■ **REQUIRED TASK**: Which lines in the entries below contain the word "plant"? Gather each of them and copy it out in full.

■ **RECORDS FOR PROCESSING**:

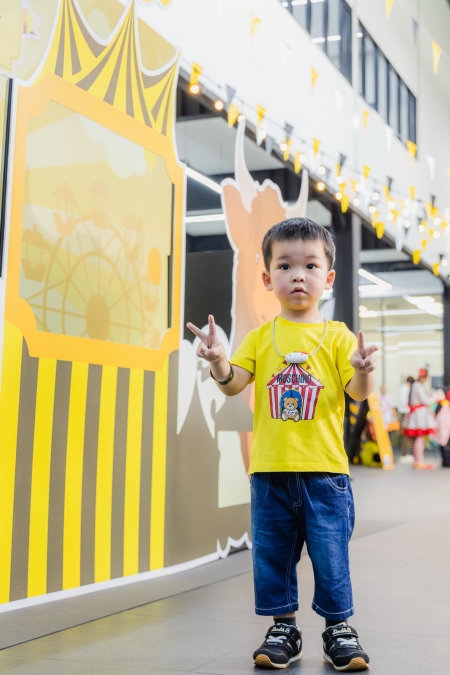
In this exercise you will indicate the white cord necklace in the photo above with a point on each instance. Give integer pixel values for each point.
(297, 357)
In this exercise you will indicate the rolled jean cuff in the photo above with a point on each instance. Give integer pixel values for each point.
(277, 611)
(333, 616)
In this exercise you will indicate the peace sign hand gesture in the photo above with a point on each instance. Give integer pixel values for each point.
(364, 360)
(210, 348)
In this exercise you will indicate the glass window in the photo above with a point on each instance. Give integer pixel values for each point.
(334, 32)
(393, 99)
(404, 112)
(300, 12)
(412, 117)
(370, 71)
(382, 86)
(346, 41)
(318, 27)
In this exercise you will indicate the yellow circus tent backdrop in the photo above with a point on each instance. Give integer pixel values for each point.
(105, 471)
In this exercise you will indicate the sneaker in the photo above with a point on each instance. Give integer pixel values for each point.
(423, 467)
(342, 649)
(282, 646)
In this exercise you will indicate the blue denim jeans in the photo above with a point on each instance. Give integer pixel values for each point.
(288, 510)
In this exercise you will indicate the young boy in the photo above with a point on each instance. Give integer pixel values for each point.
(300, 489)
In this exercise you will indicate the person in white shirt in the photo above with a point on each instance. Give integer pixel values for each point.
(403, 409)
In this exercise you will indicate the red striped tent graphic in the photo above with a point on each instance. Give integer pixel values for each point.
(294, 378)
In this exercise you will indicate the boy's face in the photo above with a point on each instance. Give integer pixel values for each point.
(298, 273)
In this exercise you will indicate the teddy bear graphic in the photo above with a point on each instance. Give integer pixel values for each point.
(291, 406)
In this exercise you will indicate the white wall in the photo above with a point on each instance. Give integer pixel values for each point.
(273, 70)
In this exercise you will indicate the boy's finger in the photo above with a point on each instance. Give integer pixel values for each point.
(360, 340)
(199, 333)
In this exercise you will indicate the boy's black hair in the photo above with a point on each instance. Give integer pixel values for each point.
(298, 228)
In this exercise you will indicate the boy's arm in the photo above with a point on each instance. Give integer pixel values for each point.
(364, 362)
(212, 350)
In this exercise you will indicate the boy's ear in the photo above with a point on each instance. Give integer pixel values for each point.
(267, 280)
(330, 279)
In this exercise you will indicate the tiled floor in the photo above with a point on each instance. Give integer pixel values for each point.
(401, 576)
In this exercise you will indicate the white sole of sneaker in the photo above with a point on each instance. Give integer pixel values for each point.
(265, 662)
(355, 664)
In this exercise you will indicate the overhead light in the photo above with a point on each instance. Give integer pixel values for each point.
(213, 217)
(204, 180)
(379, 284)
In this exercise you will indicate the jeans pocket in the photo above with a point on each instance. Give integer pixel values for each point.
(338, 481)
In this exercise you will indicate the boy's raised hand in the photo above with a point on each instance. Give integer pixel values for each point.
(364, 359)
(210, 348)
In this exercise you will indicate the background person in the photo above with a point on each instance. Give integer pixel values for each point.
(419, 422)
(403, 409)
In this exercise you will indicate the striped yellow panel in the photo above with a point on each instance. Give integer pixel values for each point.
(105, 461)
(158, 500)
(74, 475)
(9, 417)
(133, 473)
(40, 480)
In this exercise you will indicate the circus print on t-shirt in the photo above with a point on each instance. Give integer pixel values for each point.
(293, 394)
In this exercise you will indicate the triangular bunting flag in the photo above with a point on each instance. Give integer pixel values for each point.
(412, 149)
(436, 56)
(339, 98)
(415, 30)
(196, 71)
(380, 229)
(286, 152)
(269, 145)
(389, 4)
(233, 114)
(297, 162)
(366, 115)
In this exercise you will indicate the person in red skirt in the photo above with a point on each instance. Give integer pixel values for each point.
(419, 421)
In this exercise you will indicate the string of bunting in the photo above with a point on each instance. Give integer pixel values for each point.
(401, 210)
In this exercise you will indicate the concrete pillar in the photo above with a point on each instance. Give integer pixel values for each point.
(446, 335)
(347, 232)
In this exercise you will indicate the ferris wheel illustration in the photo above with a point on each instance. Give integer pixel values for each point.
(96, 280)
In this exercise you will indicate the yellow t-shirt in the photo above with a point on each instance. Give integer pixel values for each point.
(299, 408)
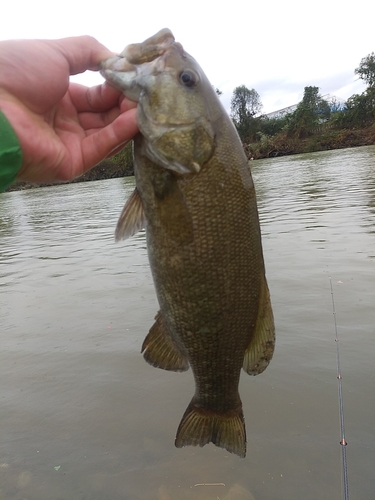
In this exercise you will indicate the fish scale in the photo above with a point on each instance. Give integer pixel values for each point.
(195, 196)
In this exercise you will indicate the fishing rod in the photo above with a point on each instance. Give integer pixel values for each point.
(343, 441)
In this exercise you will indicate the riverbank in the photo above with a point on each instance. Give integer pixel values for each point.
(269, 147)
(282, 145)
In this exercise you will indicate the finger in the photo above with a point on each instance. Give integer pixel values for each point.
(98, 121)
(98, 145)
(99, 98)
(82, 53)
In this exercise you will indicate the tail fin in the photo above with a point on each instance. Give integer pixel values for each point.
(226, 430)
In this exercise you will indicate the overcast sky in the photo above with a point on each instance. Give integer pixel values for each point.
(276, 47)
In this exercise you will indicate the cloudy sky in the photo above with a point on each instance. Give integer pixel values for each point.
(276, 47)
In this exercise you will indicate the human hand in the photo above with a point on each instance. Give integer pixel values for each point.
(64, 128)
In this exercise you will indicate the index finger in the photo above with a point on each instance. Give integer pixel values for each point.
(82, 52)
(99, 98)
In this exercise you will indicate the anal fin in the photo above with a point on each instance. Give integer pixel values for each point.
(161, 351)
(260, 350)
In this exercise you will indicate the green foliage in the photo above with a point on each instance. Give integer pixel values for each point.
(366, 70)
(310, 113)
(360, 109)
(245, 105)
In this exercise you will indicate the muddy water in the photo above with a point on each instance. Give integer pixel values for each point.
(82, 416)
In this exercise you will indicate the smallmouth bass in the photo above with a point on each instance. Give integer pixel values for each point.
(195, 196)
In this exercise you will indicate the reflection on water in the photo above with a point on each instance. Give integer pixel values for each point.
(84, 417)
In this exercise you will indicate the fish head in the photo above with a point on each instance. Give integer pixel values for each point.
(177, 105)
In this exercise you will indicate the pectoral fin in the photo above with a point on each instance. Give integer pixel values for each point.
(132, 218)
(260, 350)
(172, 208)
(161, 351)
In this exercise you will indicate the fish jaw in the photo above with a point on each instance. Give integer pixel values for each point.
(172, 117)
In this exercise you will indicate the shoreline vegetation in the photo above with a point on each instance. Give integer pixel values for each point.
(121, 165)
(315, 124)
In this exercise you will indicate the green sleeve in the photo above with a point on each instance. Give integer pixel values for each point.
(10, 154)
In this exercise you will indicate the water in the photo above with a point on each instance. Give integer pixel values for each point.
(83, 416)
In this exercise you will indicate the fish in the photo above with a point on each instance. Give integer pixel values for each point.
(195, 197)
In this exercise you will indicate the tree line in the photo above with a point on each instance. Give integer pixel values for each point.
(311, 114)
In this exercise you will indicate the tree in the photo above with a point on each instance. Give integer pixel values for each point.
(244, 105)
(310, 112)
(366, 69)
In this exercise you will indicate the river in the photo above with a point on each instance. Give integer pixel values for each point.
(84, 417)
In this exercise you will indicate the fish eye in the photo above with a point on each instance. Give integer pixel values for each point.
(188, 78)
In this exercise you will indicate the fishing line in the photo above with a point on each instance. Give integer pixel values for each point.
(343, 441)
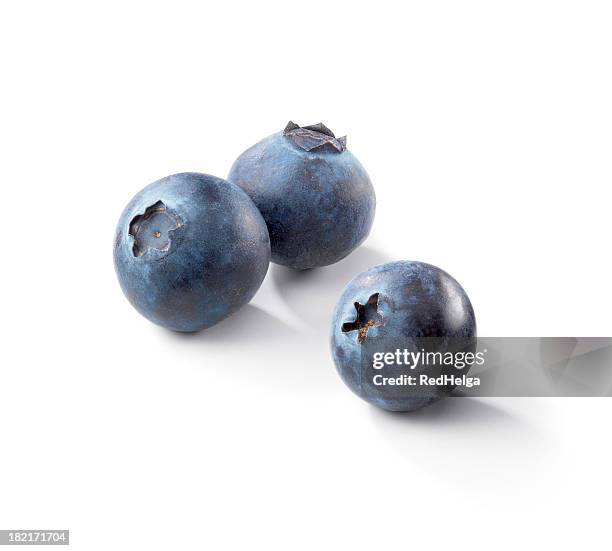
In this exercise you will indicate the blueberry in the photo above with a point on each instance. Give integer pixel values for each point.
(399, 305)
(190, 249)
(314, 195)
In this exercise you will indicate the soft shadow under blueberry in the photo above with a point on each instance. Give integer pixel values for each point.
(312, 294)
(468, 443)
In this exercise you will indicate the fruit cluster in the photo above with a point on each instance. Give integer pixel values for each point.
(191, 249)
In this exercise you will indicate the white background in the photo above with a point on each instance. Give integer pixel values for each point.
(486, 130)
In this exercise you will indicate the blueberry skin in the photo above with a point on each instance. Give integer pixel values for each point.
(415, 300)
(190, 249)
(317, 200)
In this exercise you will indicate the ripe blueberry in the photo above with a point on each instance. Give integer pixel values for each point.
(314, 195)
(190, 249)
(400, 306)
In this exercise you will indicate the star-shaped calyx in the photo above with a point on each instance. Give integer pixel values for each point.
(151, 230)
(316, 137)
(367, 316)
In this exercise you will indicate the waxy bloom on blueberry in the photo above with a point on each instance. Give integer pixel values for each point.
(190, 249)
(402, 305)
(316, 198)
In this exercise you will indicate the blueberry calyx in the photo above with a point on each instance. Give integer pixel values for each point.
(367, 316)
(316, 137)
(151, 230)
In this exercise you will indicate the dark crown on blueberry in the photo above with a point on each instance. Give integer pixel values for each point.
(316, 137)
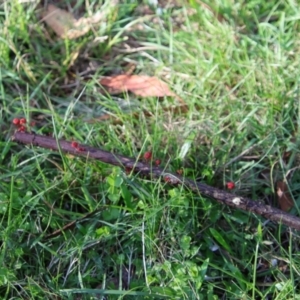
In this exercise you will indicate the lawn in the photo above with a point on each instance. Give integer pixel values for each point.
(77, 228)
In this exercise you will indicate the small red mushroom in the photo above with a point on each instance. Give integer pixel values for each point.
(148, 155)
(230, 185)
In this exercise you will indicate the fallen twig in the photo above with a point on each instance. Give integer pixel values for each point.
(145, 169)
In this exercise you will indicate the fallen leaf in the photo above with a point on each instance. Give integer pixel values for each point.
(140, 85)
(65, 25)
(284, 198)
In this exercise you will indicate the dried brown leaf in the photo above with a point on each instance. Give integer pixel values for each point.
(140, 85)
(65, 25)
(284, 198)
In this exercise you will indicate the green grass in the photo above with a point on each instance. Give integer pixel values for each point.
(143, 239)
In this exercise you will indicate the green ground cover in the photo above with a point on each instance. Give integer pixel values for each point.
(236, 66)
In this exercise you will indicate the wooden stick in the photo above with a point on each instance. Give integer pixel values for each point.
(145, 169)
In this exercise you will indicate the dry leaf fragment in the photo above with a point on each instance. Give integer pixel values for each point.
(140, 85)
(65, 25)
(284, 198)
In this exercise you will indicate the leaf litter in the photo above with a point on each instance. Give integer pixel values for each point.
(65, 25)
...
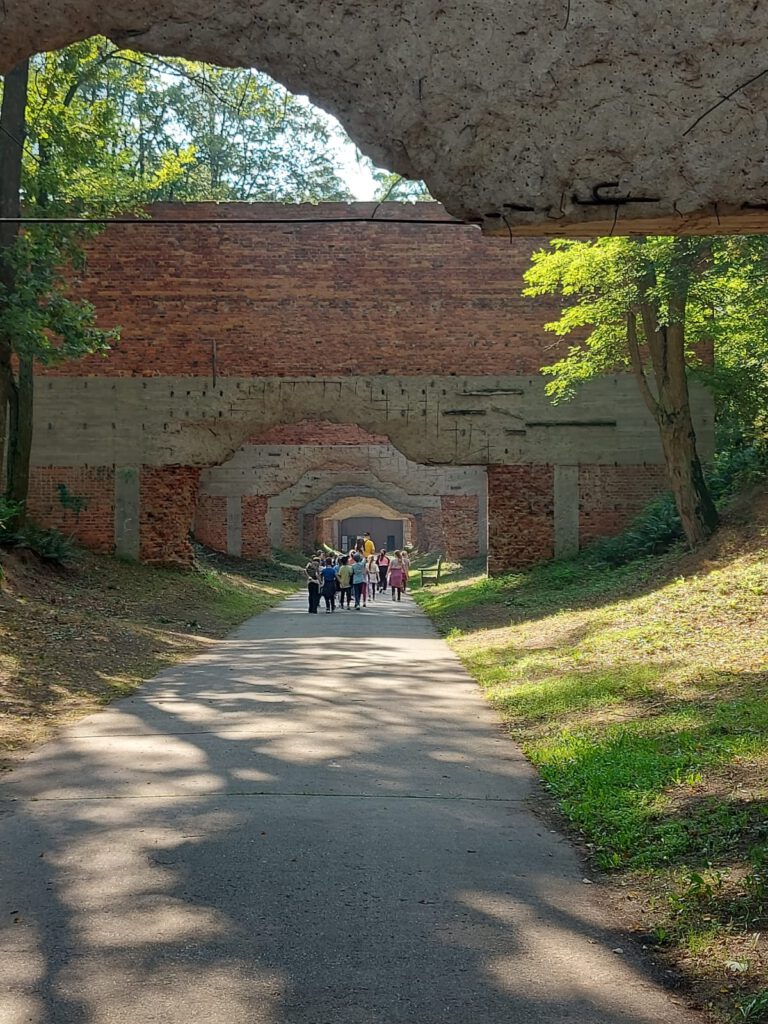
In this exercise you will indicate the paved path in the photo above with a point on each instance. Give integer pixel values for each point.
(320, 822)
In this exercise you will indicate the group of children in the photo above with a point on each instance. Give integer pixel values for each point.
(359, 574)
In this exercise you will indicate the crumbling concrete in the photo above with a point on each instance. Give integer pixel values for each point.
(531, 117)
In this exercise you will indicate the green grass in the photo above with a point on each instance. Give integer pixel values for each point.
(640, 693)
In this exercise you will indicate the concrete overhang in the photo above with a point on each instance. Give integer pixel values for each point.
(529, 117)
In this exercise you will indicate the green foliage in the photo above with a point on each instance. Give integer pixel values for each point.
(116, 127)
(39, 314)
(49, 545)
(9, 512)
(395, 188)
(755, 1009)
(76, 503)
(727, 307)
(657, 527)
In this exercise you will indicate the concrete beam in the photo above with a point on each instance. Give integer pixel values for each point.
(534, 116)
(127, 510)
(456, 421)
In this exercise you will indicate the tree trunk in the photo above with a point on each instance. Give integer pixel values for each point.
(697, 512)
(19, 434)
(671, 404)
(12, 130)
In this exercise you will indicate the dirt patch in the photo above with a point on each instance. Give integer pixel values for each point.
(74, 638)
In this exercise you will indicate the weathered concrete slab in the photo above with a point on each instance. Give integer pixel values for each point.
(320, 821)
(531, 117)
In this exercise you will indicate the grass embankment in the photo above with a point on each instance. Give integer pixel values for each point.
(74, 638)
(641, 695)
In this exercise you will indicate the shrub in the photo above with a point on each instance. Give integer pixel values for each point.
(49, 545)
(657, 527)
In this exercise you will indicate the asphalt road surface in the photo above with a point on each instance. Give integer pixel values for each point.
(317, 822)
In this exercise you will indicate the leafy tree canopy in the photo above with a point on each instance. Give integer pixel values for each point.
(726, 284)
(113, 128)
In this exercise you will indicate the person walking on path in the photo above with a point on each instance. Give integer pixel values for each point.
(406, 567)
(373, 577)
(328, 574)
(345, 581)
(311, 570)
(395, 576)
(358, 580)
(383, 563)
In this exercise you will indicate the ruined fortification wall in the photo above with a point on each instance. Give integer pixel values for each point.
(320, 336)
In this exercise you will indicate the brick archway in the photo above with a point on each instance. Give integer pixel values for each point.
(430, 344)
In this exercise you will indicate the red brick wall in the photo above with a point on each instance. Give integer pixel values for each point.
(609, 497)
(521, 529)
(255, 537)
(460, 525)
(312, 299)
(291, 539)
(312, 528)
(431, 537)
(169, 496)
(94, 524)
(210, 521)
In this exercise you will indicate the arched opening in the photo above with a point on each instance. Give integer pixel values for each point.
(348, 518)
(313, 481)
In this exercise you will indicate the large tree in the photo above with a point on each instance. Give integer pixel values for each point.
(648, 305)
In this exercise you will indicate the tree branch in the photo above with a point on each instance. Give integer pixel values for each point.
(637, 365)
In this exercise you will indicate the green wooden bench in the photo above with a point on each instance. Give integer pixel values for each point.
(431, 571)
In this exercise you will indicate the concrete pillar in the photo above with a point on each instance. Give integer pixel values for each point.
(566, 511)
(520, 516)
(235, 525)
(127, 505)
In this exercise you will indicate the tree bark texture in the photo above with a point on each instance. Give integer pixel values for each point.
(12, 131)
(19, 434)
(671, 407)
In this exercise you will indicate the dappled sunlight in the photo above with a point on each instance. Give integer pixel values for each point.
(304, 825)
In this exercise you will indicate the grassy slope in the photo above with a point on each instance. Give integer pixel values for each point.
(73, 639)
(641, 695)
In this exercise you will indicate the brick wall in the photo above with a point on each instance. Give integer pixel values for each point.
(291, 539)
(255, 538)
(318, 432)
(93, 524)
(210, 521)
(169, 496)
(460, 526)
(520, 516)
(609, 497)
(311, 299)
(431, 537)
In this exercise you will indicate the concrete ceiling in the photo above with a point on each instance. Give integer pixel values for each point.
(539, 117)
* * *
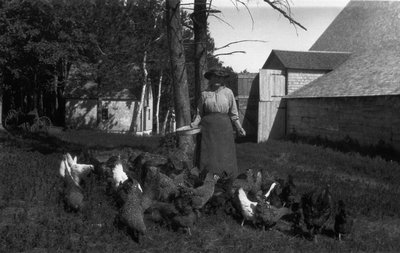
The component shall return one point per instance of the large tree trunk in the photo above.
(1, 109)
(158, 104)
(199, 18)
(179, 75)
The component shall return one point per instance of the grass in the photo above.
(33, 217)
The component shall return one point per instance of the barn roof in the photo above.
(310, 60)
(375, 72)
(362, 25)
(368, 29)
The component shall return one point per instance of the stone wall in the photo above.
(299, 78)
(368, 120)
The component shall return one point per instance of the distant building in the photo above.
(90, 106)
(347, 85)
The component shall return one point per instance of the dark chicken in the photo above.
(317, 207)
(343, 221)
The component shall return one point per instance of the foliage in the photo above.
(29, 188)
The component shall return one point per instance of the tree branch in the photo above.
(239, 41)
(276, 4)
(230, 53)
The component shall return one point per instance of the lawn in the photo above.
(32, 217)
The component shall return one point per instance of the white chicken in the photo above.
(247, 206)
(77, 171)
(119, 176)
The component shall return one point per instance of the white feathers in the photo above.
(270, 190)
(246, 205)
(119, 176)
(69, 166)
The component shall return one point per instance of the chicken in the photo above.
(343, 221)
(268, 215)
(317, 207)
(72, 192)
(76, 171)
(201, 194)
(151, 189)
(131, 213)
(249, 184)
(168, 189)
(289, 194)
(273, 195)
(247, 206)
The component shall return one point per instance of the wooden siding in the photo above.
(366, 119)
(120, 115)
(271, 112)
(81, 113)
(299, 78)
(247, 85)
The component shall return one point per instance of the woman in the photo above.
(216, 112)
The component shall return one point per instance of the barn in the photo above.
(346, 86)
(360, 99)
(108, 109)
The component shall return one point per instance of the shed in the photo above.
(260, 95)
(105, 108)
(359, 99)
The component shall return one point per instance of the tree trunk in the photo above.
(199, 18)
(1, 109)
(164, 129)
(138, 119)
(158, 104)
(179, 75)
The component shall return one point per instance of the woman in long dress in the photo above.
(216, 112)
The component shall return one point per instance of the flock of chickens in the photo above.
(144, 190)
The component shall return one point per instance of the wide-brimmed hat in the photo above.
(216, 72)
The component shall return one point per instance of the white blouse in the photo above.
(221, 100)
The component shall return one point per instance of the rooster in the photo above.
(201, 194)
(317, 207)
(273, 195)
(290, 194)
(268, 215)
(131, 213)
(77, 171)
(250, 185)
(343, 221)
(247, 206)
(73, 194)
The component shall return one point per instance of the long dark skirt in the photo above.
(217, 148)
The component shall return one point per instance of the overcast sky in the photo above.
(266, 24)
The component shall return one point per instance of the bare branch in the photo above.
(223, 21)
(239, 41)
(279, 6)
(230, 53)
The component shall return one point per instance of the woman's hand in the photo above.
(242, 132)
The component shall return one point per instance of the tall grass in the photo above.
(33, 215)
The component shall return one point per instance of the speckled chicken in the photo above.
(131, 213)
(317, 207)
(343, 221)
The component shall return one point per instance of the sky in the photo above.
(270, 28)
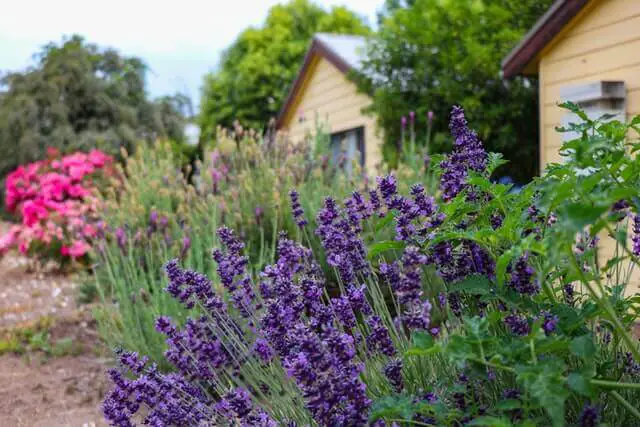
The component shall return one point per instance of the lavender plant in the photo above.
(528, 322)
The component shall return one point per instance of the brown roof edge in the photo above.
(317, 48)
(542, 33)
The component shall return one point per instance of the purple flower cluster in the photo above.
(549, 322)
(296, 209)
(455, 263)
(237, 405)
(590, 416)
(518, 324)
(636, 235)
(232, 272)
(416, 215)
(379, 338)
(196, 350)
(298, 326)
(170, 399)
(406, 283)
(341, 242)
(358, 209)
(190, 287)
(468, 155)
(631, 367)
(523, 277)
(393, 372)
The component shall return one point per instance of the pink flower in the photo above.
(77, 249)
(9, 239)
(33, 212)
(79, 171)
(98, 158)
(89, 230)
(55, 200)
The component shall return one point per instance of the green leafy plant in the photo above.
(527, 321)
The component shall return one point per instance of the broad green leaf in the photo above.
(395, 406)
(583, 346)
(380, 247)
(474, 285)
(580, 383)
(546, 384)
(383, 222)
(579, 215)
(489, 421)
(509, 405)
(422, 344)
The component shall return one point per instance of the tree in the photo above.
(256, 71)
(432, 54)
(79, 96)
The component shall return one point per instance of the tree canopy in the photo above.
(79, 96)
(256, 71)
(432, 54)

■ **ANSWER IN FULL**:
The component shall return one point per instance of the lavender plant in the photo above.
The component shall return one point per instance of the green leafy plant in the photo above.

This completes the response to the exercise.